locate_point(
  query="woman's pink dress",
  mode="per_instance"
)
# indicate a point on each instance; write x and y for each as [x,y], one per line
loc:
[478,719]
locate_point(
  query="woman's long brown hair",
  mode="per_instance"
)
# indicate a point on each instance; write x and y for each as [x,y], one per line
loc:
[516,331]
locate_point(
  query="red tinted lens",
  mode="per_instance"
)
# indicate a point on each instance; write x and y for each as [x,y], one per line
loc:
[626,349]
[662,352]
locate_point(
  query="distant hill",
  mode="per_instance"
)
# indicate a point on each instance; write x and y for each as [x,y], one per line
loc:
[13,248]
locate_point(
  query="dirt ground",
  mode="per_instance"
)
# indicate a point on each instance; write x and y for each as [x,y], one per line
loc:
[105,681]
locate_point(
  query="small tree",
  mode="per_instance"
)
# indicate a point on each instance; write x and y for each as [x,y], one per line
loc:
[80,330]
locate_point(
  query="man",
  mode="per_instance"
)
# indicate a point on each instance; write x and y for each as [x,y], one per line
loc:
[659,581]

※

EXERCISE GOAL
Reproduce every line in the data that has the word "woman" in it.

ANSWER TO THE EXERCISE
  query="woman's pink dress",
  query="woman's long brown hair",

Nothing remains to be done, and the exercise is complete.